## Task data:
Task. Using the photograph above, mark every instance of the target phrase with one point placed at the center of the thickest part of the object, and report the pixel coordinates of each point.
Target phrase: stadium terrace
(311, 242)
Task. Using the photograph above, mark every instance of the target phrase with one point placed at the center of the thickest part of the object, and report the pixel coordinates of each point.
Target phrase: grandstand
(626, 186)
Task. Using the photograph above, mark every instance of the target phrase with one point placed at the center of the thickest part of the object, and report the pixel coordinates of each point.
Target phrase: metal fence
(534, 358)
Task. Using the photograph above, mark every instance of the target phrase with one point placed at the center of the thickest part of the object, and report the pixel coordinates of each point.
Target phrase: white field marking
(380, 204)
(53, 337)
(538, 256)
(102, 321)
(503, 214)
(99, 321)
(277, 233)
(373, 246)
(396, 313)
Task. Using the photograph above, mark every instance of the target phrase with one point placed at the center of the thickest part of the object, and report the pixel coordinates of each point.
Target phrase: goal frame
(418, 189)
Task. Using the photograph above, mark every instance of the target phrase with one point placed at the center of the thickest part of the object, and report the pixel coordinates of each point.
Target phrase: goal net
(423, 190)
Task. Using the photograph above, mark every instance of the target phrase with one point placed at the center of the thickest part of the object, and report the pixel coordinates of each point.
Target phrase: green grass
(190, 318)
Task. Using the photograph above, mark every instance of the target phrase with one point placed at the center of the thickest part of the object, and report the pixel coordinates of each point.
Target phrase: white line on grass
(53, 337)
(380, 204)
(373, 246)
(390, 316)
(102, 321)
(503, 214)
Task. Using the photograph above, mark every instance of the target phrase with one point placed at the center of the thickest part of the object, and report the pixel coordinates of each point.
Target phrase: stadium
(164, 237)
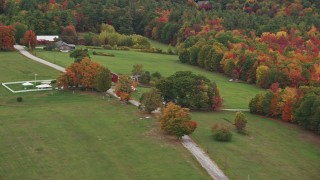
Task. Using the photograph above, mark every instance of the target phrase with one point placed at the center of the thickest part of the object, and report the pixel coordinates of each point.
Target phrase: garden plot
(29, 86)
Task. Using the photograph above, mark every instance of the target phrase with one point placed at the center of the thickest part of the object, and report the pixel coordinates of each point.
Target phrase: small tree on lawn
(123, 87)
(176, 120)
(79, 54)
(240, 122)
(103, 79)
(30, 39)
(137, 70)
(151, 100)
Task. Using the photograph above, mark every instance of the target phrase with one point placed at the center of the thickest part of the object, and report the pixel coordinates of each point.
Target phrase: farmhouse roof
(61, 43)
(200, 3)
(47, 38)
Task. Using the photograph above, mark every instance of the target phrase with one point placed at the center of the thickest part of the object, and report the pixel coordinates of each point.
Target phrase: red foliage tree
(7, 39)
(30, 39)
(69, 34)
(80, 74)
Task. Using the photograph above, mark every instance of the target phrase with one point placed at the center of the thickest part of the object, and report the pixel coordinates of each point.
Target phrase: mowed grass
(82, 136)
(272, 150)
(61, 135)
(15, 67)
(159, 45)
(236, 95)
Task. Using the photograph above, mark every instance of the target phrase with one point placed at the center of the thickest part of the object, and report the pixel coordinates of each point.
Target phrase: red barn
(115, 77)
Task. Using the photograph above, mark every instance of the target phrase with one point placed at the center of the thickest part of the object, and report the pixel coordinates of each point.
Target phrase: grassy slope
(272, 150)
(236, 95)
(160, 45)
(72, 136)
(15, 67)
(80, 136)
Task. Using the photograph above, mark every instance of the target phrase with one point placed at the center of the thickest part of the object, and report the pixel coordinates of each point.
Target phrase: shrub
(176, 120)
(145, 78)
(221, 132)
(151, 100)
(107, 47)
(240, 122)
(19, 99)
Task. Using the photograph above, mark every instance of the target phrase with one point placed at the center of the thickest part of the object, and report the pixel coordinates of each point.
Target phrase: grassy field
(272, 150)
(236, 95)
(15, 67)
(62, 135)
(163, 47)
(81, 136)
==
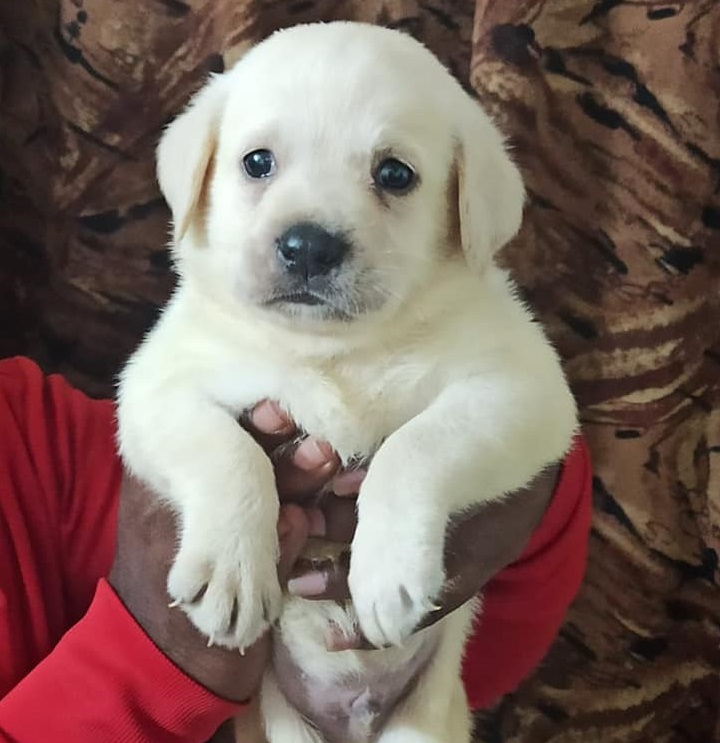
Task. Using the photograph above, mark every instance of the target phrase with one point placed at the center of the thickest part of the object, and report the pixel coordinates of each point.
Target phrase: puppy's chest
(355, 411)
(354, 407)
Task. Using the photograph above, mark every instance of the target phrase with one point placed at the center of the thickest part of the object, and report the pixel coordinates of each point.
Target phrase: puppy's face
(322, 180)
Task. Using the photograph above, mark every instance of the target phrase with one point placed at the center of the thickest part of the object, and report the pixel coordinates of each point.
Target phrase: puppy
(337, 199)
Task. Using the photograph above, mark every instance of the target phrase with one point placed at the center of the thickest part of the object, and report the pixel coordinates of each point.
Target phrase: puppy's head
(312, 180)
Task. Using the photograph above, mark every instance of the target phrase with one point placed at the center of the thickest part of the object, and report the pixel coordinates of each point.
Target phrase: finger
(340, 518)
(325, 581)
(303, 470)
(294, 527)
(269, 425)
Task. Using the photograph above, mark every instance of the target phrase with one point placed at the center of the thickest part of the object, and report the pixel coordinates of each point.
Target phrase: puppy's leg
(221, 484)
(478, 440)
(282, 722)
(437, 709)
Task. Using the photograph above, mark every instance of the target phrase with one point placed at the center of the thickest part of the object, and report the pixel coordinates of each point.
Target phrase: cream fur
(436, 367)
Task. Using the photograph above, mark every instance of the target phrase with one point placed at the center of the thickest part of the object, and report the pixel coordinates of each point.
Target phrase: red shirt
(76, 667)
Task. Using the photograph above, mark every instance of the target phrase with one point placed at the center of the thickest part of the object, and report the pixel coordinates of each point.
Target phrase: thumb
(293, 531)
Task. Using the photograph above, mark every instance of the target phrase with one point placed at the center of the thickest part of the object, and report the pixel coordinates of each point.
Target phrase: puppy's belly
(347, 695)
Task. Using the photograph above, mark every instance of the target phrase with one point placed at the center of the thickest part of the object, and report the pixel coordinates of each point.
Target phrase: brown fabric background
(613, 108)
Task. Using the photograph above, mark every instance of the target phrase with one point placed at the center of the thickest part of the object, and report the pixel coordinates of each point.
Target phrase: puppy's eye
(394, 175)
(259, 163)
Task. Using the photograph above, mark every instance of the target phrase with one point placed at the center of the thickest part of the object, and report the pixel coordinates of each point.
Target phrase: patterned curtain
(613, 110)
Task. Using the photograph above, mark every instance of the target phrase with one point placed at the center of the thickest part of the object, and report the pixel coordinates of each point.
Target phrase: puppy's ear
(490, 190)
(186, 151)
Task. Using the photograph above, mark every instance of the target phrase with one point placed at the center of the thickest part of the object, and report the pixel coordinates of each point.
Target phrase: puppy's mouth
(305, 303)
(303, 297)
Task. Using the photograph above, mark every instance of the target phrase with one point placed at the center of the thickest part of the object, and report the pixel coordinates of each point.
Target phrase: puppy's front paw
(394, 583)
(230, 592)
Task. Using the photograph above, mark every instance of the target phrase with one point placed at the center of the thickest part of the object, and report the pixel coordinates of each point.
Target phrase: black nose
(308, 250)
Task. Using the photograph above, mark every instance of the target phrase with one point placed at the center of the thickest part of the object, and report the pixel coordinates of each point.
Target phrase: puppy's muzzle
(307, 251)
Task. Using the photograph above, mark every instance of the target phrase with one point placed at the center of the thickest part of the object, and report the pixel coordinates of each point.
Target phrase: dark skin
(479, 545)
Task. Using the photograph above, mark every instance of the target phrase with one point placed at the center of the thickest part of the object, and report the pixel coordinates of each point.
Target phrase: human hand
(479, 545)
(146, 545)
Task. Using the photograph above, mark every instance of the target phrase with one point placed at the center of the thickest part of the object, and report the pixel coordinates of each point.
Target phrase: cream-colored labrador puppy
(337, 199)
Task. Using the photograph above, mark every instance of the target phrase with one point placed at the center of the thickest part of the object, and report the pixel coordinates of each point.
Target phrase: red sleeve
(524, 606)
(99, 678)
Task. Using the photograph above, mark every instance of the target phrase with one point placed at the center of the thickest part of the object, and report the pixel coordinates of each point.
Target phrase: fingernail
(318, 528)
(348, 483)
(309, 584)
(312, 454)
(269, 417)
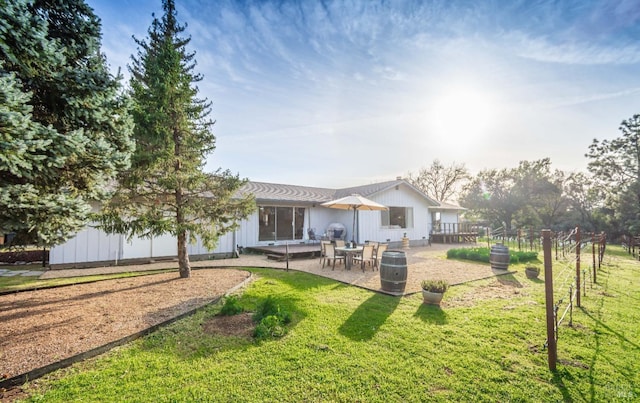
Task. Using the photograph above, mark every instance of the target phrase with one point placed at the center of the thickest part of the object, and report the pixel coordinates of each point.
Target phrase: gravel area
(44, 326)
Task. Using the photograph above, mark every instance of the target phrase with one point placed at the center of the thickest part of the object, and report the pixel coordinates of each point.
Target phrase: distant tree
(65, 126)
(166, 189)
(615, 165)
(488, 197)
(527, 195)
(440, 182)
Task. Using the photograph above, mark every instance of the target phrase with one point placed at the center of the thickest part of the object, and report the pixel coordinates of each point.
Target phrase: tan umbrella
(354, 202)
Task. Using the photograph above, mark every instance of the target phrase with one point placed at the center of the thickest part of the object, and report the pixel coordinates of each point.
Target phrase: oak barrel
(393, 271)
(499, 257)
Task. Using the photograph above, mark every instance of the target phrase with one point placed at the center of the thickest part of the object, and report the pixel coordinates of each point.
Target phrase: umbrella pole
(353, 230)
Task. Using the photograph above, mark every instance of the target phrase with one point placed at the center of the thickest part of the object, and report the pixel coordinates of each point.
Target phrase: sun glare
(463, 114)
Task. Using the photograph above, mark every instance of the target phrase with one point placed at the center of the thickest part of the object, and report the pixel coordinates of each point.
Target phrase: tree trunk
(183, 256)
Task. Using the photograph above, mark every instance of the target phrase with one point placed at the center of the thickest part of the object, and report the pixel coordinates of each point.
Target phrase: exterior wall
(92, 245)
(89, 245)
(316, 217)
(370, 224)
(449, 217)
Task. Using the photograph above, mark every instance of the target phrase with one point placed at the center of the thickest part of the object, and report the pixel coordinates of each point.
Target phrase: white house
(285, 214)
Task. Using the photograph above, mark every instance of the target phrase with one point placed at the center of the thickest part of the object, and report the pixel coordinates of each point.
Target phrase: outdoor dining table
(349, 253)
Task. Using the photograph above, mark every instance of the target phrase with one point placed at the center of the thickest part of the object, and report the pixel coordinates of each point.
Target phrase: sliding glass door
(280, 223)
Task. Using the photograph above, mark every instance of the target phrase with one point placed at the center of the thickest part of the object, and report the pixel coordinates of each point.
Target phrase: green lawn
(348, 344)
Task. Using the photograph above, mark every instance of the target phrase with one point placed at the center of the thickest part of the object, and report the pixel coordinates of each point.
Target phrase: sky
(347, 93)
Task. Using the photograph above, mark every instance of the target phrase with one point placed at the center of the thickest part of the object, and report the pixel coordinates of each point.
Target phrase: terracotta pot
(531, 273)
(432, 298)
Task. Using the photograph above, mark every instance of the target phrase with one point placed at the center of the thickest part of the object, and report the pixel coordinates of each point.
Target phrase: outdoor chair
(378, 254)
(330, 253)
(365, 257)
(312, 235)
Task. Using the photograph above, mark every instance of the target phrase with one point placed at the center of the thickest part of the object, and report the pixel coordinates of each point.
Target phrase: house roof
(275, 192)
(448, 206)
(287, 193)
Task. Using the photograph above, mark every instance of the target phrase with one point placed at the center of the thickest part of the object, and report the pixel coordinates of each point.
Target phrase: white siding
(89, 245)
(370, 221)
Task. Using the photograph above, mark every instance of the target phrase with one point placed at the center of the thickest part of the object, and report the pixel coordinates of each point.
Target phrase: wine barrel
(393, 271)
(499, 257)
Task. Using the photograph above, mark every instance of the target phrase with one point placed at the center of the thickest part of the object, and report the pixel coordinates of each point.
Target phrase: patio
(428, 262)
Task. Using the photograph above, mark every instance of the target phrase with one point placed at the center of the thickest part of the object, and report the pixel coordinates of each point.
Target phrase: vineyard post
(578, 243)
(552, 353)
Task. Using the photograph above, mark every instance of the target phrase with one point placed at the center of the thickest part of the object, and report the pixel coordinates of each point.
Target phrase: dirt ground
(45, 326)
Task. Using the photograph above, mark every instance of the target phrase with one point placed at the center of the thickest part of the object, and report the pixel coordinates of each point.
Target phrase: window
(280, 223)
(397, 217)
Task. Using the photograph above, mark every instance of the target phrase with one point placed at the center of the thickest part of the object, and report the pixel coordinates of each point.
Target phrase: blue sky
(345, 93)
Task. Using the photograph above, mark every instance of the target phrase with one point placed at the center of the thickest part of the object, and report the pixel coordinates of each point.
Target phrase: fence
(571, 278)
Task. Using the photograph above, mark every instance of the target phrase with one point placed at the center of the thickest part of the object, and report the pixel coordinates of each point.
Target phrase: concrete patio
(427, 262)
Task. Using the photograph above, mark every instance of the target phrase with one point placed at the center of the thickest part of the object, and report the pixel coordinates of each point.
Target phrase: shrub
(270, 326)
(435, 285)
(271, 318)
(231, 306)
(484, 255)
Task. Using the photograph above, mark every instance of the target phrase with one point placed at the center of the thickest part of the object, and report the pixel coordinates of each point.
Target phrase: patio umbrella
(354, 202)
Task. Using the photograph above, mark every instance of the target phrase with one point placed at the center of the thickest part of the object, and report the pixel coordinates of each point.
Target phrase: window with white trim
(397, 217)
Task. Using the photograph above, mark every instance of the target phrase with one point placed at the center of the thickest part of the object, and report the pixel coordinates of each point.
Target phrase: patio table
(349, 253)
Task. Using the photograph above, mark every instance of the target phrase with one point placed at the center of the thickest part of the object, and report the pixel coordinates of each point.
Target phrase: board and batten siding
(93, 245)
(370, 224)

## Task objective:
Pull out every line of the material above that contains the string "umbrella", copying each one in full on its own line.

## Exercise output:
Target phrase: tan umbrella
Target phrase: umbrella pole
Target phrase: patio umbrella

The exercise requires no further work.